Set down, word for word, the part of the forum thread below between "Wouldn't we all" and "for that yet?", inclusive.

Document segment
* * * * * * * * *

Its basic economics of the American way (other countries too) all based off psychology.

final note:

Military personal are paying themselves.

The people in the military are paid by federal tax dollars, Military personal pay federal taxes, therefore they are being paid by the same money that they are paying federal taxes with. Hence they are essentially paying themselves to be in the military.

try to wrap your head around that one. :D

SCerovec 02-04-2019 08:10 AM

Wouldn't we all benefit if Slackware got significantly trimmed down:

There is that one point where from one can just fire up slackpkg or sbotools and get to install a complete category, environment or suite without too much effort (thanks to hoorex and other dependency scanning tools)

I can imagine KDE and XFCE being shipped separately and not used at all in certain (more than just few?) cases.

Since Gnome was dropped, there is no point claiming Slackware is bound to any particular desktop environment over any other.

Maybe we are not ready for that yet?

Maybe we are?

Okie 02-04-2019 08:39 AM

Quote:

Originally Posted by SCerovec (Post 5957540)

* * * * * * * * *

Supplied data
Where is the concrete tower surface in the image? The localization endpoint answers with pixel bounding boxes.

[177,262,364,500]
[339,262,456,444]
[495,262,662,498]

* * * * * * * * *

Final answer
Wouldn't we all benefit if Slackware got significantly trimmed down:

There is that one point where from one can just fire up slackpkg or sbotools and get to install a complete category, environment or suite without too much effort (thanks to hoorex and other dependency scanning tools)

I can imagine KDE and XFCE being shipped separately and not used at all in certain (more than just few?) cases.

Since Gnome was dropped, there is no point claiming Slackware is bound to any particular desktop environment over any other.

Maybe we are not ready for that yet?